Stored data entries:
__________________________________________________
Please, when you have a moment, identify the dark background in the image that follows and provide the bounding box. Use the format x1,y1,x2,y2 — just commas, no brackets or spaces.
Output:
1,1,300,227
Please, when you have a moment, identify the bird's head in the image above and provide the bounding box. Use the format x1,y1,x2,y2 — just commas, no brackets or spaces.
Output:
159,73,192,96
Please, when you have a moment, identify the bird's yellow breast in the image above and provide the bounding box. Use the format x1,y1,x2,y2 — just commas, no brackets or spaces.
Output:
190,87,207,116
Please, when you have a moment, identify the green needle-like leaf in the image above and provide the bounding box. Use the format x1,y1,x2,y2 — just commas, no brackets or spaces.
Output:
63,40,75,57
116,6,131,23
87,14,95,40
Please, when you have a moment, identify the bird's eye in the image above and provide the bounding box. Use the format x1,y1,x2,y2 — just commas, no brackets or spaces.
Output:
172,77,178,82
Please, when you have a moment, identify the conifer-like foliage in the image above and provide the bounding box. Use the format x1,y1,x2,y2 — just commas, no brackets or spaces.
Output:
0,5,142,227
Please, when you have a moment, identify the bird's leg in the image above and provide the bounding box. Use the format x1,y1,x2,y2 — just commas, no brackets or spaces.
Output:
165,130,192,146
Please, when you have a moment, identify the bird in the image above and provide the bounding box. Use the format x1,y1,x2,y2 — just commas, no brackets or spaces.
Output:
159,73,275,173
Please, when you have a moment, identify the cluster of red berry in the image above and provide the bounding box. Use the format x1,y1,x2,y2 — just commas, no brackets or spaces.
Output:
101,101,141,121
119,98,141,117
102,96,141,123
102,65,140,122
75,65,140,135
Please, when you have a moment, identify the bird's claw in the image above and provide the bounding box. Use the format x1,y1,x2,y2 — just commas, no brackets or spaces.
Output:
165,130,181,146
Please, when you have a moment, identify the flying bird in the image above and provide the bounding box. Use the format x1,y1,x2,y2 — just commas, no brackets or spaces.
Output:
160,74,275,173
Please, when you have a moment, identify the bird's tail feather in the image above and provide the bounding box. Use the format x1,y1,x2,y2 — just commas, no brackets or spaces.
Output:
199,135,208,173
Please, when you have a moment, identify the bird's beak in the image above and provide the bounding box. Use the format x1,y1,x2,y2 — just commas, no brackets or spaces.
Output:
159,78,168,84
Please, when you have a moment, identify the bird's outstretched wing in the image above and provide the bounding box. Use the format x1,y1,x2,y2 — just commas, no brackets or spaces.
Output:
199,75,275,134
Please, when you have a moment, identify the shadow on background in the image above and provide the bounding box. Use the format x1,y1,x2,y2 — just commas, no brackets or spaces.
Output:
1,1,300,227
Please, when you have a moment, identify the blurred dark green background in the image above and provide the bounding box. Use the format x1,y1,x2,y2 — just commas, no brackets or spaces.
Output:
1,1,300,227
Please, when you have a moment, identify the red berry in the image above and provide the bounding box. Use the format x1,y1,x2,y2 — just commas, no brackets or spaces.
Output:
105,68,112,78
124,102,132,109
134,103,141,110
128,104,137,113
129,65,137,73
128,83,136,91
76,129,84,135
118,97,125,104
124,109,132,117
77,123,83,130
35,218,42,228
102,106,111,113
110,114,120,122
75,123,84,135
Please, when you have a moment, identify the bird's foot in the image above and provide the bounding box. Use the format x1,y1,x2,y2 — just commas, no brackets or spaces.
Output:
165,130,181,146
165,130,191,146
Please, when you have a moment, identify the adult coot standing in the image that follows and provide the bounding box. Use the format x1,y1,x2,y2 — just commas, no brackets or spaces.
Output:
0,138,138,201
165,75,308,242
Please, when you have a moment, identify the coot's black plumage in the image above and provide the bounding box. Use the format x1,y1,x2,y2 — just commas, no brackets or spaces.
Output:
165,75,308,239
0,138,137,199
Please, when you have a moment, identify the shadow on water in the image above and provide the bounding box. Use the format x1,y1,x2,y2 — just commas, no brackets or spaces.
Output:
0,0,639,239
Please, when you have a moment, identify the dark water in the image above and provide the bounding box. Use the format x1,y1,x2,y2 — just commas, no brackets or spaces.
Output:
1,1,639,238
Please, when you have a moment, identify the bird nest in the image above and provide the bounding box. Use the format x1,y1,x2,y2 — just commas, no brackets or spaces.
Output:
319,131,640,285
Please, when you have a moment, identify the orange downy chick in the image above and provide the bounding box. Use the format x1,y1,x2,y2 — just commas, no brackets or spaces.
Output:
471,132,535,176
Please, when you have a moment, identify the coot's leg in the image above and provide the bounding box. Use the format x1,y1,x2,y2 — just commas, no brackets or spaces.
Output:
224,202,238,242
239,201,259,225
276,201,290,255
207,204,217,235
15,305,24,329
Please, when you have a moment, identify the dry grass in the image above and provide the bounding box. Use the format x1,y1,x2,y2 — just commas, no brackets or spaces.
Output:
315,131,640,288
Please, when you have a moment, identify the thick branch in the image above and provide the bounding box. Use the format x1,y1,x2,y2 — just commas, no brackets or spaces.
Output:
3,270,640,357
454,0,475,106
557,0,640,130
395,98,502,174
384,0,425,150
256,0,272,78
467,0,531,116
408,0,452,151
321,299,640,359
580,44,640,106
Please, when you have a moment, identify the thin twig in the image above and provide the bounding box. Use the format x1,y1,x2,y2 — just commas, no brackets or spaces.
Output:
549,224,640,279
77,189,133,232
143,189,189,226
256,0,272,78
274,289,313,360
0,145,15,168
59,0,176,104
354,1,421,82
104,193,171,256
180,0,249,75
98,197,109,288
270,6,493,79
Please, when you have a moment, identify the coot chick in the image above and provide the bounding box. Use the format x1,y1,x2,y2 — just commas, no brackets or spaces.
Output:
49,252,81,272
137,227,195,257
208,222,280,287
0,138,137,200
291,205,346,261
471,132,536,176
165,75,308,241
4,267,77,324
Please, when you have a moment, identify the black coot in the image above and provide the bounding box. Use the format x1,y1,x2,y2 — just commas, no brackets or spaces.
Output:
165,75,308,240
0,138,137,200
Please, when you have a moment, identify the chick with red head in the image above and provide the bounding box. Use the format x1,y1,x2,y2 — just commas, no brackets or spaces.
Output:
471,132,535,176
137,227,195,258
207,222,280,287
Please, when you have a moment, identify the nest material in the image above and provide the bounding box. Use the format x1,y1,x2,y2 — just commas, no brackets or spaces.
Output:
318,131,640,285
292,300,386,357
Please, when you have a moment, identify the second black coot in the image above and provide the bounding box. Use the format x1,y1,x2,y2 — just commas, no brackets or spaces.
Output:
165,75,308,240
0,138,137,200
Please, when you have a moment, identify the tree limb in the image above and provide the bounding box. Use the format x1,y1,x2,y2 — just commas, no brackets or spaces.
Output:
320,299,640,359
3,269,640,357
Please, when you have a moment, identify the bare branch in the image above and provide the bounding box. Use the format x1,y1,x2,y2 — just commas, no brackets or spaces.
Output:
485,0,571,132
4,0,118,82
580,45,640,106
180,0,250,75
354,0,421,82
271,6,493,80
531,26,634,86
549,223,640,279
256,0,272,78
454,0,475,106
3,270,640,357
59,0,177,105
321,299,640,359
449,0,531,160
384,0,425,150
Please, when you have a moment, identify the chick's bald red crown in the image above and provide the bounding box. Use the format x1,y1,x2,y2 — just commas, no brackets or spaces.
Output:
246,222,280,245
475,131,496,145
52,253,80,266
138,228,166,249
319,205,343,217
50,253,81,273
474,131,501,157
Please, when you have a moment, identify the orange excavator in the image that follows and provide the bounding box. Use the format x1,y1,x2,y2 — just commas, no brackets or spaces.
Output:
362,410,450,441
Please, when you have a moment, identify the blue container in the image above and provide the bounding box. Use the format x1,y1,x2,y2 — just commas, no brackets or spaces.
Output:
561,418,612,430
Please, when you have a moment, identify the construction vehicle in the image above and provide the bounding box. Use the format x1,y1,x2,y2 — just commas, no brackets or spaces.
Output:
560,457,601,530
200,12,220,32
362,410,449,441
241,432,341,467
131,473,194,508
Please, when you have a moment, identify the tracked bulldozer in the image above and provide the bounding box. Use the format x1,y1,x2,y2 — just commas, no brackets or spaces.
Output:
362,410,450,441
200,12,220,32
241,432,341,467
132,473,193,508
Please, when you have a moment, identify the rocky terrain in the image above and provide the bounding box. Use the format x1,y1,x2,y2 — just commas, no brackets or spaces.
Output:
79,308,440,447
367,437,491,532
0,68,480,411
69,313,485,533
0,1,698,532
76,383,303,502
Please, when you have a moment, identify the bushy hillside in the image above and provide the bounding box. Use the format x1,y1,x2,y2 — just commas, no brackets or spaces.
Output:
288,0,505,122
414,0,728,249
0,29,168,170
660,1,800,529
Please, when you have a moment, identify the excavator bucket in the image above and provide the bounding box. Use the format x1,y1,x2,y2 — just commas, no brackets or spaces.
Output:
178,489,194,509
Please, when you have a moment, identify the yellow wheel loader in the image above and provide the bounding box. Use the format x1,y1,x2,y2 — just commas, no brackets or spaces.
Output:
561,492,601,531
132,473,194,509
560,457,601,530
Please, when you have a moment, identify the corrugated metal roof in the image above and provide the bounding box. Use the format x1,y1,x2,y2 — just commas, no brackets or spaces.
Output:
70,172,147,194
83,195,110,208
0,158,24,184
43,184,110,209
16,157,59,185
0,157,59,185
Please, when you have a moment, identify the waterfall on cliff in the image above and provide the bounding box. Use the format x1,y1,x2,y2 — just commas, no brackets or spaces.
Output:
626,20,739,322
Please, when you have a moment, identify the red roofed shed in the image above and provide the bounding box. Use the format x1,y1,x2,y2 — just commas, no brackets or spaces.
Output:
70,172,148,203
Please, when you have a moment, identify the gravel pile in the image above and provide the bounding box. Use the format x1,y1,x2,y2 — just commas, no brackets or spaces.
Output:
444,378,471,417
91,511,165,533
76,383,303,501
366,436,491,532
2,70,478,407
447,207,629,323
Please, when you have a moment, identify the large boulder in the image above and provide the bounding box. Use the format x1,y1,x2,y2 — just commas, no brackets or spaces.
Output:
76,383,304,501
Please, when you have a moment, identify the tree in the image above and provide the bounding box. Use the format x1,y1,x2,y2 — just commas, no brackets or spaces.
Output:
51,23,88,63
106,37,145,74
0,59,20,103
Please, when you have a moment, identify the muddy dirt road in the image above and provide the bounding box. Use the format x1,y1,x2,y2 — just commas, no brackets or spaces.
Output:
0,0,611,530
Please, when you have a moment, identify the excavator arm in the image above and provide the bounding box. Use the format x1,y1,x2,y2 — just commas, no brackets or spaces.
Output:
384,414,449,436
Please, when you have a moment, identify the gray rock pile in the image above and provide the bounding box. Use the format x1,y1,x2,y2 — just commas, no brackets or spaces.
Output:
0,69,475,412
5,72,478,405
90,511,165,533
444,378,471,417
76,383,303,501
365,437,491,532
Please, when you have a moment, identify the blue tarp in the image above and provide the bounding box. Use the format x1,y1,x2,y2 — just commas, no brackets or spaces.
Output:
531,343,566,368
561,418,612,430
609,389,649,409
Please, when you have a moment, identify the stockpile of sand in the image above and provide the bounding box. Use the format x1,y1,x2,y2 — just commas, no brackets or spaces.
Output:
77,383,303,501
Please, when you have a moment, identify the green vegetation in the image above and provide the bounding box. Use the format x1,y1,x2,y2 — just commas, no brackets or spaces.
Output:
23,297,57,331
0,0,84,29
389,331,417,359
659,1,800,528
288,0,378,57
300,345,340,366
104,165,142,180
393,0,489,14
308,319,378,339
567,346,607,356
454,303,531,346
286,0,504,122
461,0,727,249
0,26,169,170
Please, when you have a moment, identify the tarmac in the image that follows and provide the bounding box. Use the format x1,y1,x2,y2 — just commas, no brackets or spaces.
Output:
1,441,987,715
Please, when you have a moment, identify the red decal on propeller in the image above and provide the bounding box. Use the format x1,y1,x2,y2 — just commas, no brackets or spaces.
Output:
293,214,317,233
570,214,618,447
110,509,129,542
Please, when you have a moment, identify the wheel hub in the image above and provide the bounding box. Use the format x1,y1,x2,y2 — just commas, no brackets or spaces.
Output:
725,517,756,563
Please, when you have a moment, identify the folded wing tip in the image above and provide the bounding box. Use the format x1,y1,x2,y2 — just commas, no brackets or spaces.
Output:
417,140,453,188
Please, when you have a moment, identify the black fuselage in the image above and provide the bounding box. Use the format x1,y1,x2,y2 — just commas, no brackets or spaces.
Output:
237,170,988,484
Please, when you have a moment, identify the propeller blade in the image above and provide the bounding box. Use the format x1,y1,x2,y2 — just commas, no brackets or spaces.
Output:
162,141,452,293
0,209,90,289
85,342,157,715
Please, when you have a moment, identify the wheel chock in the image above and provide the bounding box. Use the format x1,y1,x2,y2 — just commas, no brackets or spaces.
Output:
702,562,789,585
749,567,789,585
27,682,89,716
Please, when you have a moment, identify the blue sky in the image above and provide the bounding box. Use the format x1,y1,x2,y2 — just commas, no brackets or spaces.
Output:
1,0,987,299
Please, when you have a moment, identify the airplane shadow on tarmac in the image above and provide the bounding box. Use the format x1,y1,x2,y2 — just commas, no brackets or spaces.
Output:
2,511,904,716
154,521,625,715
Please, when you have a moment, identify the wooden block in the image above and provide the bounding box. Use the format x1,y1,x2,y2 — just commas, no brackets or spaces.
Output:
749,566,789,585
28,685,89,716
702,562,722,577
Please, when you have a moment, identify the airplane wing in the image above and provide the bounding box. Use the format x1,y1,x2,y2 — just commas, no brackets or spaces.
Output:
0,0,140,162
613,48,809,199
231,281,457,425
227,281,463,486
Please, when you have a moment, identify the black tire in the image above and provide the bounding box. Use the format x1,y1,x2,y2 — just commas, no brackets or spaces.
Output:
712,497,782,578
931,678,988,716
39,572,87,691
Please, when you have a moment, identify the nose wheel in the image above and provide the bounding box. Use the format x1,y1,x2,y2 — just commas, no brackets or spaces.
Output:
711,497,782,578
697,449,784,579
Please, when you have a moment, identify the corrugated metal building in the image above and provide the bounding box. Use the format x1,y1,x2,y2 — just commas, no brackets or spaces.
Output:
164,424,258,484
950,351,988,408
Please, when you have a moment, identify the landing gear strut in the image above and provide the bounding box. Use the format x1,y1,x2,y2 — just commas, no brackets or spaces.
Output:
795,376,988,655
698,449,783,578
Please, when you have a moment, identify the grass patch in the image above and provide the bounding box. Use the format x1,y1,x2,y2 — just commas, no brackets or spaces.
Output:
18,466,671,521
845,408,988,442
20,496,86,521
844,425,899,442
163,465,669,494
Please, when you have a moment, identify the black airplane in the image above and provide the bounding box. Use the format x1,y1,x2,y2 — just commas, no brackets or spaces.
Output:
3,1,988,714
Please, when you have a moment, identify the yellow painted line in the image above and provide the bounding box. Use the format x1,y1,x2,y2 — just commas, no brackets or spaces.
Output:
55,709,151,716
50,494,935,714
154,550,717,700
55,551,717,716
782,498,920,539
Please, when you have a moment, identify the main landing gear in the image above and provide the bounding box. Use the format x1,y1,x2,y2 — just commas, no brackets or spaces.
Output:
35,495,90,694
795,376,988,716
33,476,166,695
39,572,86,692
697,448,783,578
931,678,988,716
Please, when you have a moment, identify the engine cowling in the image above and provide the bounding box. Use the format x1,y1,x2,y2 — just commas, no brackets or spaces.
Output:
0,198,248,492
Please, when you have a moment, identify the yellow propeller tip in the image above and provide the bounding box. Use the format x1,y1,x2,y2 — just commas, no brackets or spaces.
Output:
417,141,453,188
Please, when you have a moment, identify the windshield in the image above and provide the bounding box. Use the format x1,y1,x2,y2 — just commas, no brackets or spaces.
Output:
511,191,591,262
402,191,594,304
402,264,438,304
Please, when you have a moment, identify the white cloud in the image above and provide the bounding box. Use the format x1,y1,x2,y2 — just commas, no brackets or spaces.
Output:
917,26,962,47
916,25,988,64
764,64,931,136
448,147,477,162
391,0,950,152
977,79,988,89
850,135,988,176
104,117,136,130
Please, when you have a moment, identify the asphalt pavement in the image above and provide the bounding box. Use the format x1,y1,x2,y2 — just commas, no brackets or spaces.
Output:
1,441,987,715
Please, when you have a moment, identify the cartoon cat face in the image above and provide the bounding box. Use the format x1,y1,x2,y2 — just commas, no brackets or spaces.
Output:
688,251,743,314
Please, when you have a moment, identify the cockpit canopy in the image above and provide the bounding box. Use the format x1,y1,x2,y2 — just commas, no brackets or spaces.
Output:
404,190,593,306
__________________________________________________
WHAT THE TASK REQUIRES: Find "orange" in the data above. Report each line where it appears.

EXERCISE RESULT:
Please, when you have a moment, identify the orange downy chick in the image above and provide the bounding box. Use the format x1,y1,x2,y2 — just commas, no brackets or spaces.
Please, when you have a moment, identify the orange excavator in the image that follows and provide the bounding box. Use the format x1,y1,x2,y2 — just commas, no brackets or spaces.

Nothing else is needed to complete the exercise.